**Problem to solve:** Render the items below as a JSON list of strings with one string per line, leaving out any blank lines.

━━━━━ Material for this exercise

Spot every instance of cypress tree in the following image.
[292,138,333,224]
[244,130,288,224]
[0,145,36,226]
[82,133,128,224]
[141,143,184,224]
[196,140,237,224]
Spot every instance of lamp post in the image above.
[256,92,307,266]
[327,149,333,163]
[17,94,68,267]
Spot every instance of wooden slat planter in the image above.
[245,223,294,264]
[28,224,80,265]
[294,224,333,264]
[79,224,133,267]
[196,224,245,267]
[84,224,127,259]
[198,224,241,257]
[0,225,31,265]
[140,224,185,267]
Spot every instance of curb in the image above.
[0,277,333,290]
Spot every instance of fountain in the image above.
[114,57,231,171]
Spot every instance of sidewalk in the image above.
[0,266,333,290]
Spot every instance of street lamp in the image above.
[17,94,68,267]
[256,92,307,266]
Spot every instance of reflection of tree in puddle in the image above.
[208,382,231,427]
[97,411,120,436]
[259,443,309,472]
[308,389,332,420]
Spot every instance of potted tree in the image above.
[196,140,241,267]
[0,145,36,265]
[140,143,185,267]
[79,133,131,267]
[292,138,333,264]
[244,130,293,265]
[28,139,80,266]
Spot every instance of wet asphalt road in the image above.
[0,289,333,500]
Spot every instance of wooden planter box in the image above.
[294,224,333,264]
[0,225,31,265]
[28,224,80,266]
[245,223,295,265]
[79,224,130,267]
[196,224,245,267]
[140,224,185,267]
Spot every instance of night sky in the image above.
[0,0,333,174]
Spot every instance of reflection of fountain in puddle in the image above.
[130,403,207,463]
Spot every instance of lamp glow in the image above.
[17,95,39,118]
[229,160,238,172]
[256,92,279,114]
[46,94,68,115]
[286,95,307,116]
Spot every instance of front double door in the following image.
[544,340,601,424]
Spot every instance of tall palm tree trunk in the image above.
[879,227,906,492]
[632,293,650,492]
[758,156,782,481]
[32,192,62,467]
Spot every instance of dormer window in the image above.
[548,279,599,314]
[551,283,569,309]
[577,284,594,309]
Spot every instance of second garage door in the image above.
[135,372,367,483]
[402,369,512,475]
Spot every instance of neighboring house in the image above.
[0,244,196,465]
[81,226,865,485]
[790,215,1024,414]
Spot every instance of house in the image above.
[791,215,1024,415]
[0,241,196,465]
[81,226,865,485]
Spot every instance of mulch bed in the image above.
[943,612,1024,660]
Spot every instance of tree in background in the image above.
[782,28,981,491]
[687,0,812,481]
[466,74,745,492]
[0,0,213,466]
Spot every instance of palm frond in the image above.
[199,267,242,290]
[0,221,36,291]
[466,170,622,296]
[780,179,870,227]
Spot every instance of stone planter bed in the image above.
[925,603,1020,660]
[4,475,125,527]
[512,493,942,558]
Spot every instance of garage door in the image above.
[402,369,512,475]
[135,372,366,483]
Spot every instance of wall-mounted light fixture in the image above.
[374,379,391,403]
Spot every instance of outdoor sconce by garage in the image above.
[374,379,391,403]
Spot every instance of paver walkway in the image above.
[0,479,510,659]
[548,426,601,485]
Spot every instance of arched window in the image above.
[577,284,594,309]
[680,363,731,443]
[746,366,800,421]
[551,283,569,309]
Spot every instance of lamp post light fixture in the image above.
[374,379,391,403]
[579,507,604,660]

━━━━━━━━━━

**Solved problem:**
[
  "Spot every instance of cypress tree in the following image.",
  "[292,138,333,224]",
  "[244,130,288,224]",
  "[0,145,36,226]",
  "[82,133,128,224]",
  "[141,143,184,224]",
  "[196,140,237,224]",
  "Spot every instance of lamp post in the image above.",
  "[256,92,307,266]",
  "[327,149,333,163]",
  "[17,94,68,267]",
  "Spot every instance of wooden slat planter in the image above.",
  "[245,223,294,264]",
  "[28,224,80,265]",
  "[294,224,333,264]",
  "[79,224,133,267]",
  "[196,224,245,267]",
  "[84,224,127,259]",
  "[198,224,241,257]",
  "[0,225,31,265]",
  "[140,224,185,267]",
  "Spot every instance of curb in the image above.",
  "[0,277,333,290]",
  "Spot every instance of fountain in the image above.",
  "[114,57,231,171]",
  "Spot every instance of sidewalk in the image above.",
  "[0,266,333,290]",
  "Spot every instance of street lamp in the image above.",
  "[17,94,68,267]",
  "[256,92,307,266]",
  "Spot every instance of reflection of tree in puddle in the image above.",
  "[208,382,231,427]",
  "[97,411,120,436]",
  "[259,443,309,472]",
  "[308,389,332,420]",
  "Spot every instance of potted tree in the image above.",
  "[196,140,241,267]",
  "[0,145,36,265]",
  "[140,143,185,267]",
  "[79,133,131,267]",
  "[292,138,333,264]",
  "[244,130,293,265]",
  "[28,139,80,266]",
  "Spot every instance of wet asphalt road in the image above.",
  "[0,289,333,500]",
  "Spot every instance of wooden planter box in the image above.",
  "[294,224,333,264]",
  "[0,225,31,265]",
  "[28,224,80,266]",
  "[245,223,295,265]",
  "[79,224,130,267]",
  "[196,224,245,267]",
  "[140,224,185,267]",
  "Spot every instance of night sky in the image above.",
  "[0,0,333,174]",
  "Spot every instance of reflection of fountain in puddle in the image above.",
  "[130,403,207,463]",
  "Spot every instance of lamp glow in the image above.",
  "[17,95,39,118]",
  "[229,160,238,172]",
  "[256,92,279,114]",
  "[46,94,68,115]",
  "[286,95,307,116]",
  "Spot every instance of front double door in the following image.",
  "[544,340,601,424]",
  "Spot every instance of tall palm tree trunk in the image above.",
  "[879,227,906,492]",
  "[632,293,650,492]",
  "[758,156,782,481]",
  "[32,192,62,467]",
  "Spot every instance of dormer window in the image above.",
  "[548,279,599,314]",
  "[551,283,569,309]",
  "[577,284,594,309]",
  "Spot every instance of second garage door in the image above.",
  "[135,372,367,483]",
  "[402,369,512,475]",
  "Spot every instance of neighboring house in the image above.",
  "[0,244,196,465]",
  "[81,226,865,485]",
  "[790,215,1024,414]",
  "Spot every instance of house in the image above.",
  "[791,215,1024,415]",
  "[0,241,196,465]",
  "[81,226,865,485]",
  "Spot every instance of mulch bed in the image above.",
  "[943,612,1024,660]",
  "Spot every instance of tree in background in the image above.",
  "[782,28,981,491]",
  "[687,0,812,481]",
  "[466,74,745,492]",
  "[0,0,213,466]",
  "Spot every instance of palm frond in the image above.",
  "[199,267,242,290]",
  "[0,221,36,291]",
  "[466,170,622,296]",
  "[780,179,870,227]",
  "Spot every instance of stone planter bed in the image above.",
  "[925,603,1020,660]",
  "[4,475,125,527]",
  "[512,493,942,558]",
  "Spot every instance of garage door in the image above.",
  "[402,369,512,475]",
  "[135,372,366,483]",
  "Spot every instance of wall-mounted light fixture in the image above.",
  "[374,379,391,403]",
  "Spot every instance of outdoor sconce by garage in the image above.",
  "[374,379,391,403]",
  "Spot every instance of paver walkway in the image above.",
  "[0,479,510,659]",
  "[548,426,601,485]",
  "Spot every instance of arched window in the image above.",
  "[577,284,594,309]",
  "[680,363,731,443]",
  "[746,366,800,421]",
  "[551,283,569,309]",
  "Spot every instance of lamp post light fixture in the image above.",
  "[374,379,391,403]",
  "[579,507,604,660]"
]